■ Exercise materials ■
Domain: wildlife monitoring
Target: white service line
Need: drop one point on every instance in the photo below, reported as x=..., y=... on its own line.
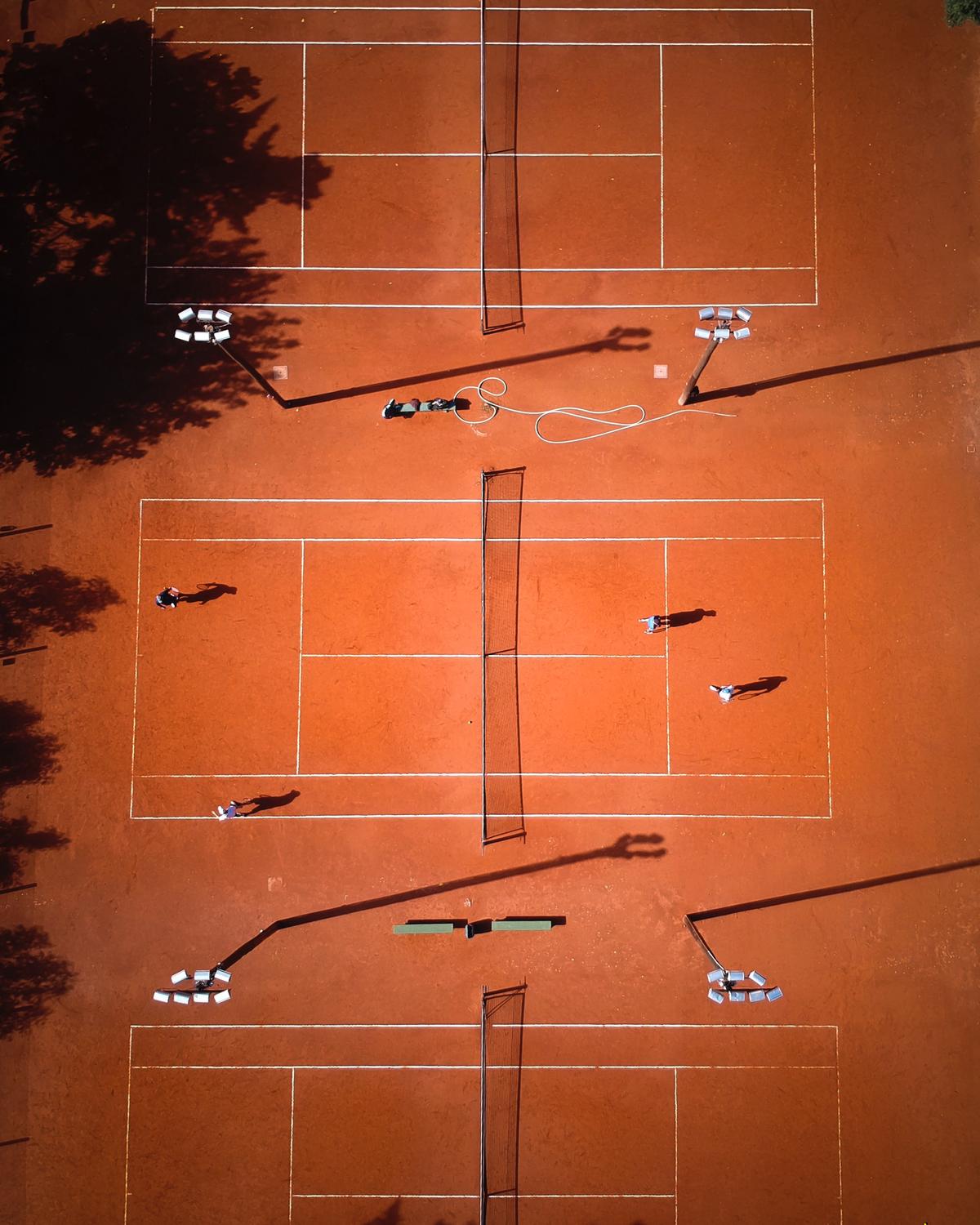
x=473, y=306
x=136, y=653
x=475, y=1067
x=292, y=1131
x=826, y=654
x=404, y=267
x=355, y=654
x=477, y=501
x=666, y=668
x=440, y=42
x=303, y=178
x=299, y=680
x=528, y=816
x=527, y=773
x=453, y=539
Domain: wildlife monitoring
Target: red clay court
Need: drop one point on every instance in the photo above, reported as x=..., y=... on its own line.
x=414, y=647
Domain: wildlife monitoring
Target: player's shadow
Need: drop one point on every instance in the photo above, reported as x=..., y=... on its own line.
x=675, y=620
x=208, y=592
x=756, y=688
x=267, y=803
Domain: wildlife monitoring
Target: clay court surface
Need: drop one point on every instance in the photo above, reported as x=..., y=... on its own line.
x=816, y=164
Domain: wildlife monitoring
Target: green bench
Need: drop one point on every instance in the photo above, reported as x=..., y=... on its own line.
x=421, y=928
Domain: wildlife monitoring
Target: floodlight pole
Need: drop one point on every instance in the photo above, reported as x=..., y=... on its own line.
x=212, y=326
x=723, y=330
x=706, y=357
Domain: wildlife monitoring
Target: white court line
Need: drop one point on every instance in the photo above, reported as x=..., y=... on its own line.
x=149, y=159
x=292, y=1129
x=757, y=305
x=397, y=1195
x=127, y=1158
x=676, y=1149
x=813, y=115
x=826, y=657
x=475, y=1067
x=507, y=154
x=299, y=681
x=527, y=773
x=477, y=501
x=840, y=1142
x=303, y=176
x=666, y=669
x=350, y=654
x=136, y=653
x=446, y=7
x=662, y=157
x=450, y=539
x=379, y=267
x=421, y=1024
x=528, y=816
x=470, y=1024
x=441, y=42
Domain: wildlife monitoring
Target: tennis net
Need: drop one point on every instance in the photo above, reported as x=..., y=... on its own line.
x=502, y=789
x=501, y=1040
x=500, y=242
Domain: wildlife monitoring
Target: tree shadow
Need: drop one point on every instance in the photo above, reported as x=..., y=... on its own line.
x=48, y=598
x=19, y=840
x=85, y=222
x=27, y=752
x=31, y=978
x=208, y=592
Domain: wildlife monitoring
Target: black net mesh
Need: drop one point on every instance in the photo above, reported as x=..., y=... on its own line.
x=500, y=1099
x=502, y=793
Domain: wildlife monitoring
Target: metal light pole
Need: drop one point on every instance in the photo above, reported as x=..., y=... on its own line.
x=215, y=327
x=722, y=331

■ Description of the task ■
Repeat the listing above word for word and leave its images out.

■ Response box ■
Domain: wildlife monitoring
Target: white service line
Need: drop one point on every instance in the photo below, reported as x=..., y=... on its own line.
x=473, y=306
x=136, y=653
x=475, y=1067
x=292, y=1131
x=826, y=654
x=404, y=267
x=355, y=654
x=477, y=501
x=666, y=668
x=440, y=42
x=303, y=178
x=299, y=680
x=528, y=816
x=527, y=773
x=453, y=539
Domain: wildlife monitoring
Target: red clay court
Need: drop one point on every instance in the photo above, reported as x=..., y=... on its own line.
x=414, y=647
Domain: wildlife monitoring
Target: player's shadow
Need: drop one point on every instance in the photo above, reported as x=..., y=... on its own line.
x=675, y=620
x=208, y=592
x=756, y=688
x=267, y=803
Domain: wildlife monitoring
Target: clay court surface
Need: drop one point on every instance in the photo above, reported as x=..., y=... on its own line.
x=816, y=164
Domain: wildlife monitoring
Target: green bench
Need: drop one point on every instance in the photo above, reported as x=..., y=... on its own line.
x=421, y=928
Domain: wildlife monitoring
Target: floodlight pole
Need: drop one point on every instance in the photo above, reported as x=..., y=... on its own line.
x=212, y=326
x=723, y=330
x=706, y=357
Domain: wildlife monitoring
Target: white court line
Need: drop one point on every instance in the photo above, reported as x=..., y=... on its own line.
x=149, y=159
x=292, y=1129
x=757, y=305
x=397, y=1195
x=127, y=1158
x=676, y=1149
x=813, y=115
x=826, y=657
x=475, y=1067
x=507, y=154
x=299, y=681
x=527, y=773
x=477, y=501
x=840, y=1142
x=303, y=176
x=666, y=669
x=350, y=654
x=136, y=653
x=446, y=7
x=662, y=157
x=450, y=539
x=379, y=267
x=421, y=1024
x=528, y=816
x=470, y=1024
x=441, y=42
Domain: wildlife monitoring
Target: tennis net
Need: drop one point on every instance in the photo above, reported as x=..., y=... on its own line.
x=502, y=789
x=501, y=1040
x=500, y=242
Domain: wildlife monitoring
Target: tree shadow
Need: drop one point on every instance in the photo above, reported as x=..., y=... on its own line.
x=48, y=598
x=19, y=840
x=85, y=222
x=27, y=752
x=31, y=978
x=208, y=592
Domain: wildlife monitoring
Target: black net mesh
Need: drop one point on every instance in the photo above, reported as x=..., y=... on its own line.
x=500, y=1099
x=502, y=793
Domain: wildlife monitoring
Target: metal light pole
Need: drop one point on every instance in the photo above, reported as x=..., y=... on its own line.
x=215, y=327
x=722, y=331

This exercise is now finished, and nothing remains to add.